== SUPPLIED RECORDS

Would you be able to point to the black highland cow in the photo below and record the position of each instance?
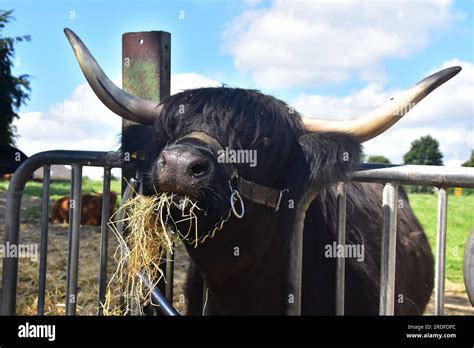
(293, 187)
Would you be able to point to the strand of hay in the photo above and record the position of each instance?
(152, 232)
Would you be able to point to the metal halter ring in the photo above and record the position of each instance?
(235, 196)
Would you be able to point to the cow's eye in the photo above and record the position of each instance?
(264, 142)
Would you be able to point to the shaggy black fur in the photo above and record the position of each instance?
(254, 281)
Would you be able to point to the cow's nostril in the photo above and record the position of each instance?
(199, 169)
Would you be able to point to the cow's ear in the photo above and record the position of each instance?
(137, 139)
(329, 156)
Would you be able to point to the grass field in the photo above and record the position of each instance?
(62, 188)
(460, 217)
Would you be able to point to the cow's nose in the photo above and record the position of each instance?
(181, 167)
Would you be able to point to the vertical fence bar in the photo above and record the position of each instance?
(341, 241)
(441, 250)
(104, 242)
(146, 73)
(169, 276)
(44, 240)
(388, 259)
(75, 207)
(69, 246)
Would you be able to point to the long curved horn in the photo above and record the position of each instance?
(376, 122)
(120, 102)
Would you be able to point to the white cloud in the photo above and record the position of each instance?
(447, 114)
(297, 43)
(82, 122)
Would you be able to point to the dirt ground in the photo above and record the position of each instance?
(457, 302)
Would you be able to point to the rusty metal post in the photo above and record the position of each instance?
(146, 72)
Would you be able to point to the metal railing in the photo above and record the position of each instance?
(390, 175)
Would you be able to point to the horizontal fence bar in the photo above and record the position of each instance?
(415, 175)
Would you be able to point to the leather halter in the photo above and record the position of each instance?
(260, 194)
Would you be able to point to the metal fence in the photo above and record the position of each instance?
(390, 175)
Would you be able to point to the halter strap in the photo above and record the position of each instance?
(250, 190)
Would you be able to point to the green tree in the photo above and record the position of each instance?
(14, 90)
(378, 159)
(424, 151)
(469, 162)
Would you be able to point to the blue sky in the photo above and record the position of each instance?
(321, 56)
(196, 39)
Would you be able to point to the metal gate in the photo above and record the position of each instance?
(390, 175)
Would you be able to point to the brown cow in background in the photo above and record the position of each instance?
(91, 209)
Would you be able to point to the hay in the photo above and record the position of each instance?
(152, 233)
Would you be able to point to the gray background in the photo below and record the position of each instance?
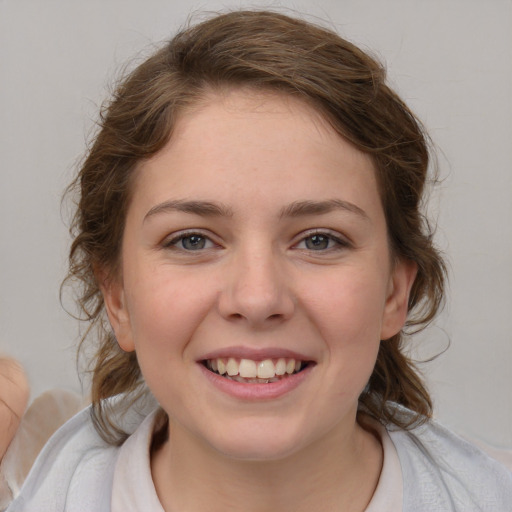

====

**YOUR GOAL:** Give an exact copy of the data, and omit any pictures it holds.

**TASK RESULT:**
Would you be able to point to the black highland cow in the photo below and record the position of each instance?
(293, 187)
Would you be able to point to the strand of hay in the photo above and record the position of each instance?
(152, 232)
Would you be able to point to the metal halter ring in the photo above and record the position of each instance?
(235, 196)
Would you be able to point to the cow's eye in the photo above and record the position of each instance?
(264, 142)
Would you be able to point to the shaggy black fur in the photo above and record the position of each instance?
(254, 281)
Would you be able to point to the cow's nostril in the photo above and record the position of each instance?
(199, 169)
Would you be able to point to the cow's ear in the photo above and record the position of each instance?
(137, 139)
(329, 156)
Would you be able to point to the grass field in the photo above and record the position of each instance?
(62, 188)
(460, 217)
Would you be able to point to the cow's nose in the photo above and record the position of each instance?
(181, 167)
Would you be able to point to the vertical fence bar in the photo above and record the position of each instance?
(341, 241)
(441, 250)
(104, 242)
(146, 73)
(169, 276)
(44, 240)
(388, 259)
(75, 207)
(69, 246)
Would you be able to point to the long curved horn in the photo above and record the position of each instance?
(376, 122)
(120, 102)
Would you be able to point to the white cloud in the photo above and record the position of each instance?
(447, 114)
(297, 43)
(82, 122)
Would you be able to point to the dirt ground in the photo above and record the position of each instance?
(457, 302)
Would you be able to point to the rusty metal post in the photo above and record the position of each instance?
(146, 72)
Would you be able to point to the metal railing in the photo above and record the position of each instance?
(390, 175)
Would you be able to point to the horizontal fence bar in the photo above and record the position of each instance?
(415, 175)
Would you be able to point to the leather halter in the photo above and record the position of each instance?
(260, 194)
Would you be able to point to the metal fence in the photo above and record the position of each instance?
(390, 175)
Would you be able to point to the halter strap in the photo above and record the position of each instance?
(250, 190)
Would you be able to point to the green tree in the photo above and record the position of each instance?
(14, 90)
(378, 159)
(424, 151)
(469, 162)
Would you be able to point to the blue sky in the photo above and record the position of each instance?
(321, 56)
(196, 39)
Would you be able to point to the metal gate in the photo above and record the position of each instance?
(390, 175)
Would you be able to point to the brown cow in background in the photo above and record the position of each instance?
(91, 209)
Would you be able to point to the hay in the photo above and record the position of each instance?
(152, 233)
Would you be able to point to the gray background in the photo below and record the position of each instance?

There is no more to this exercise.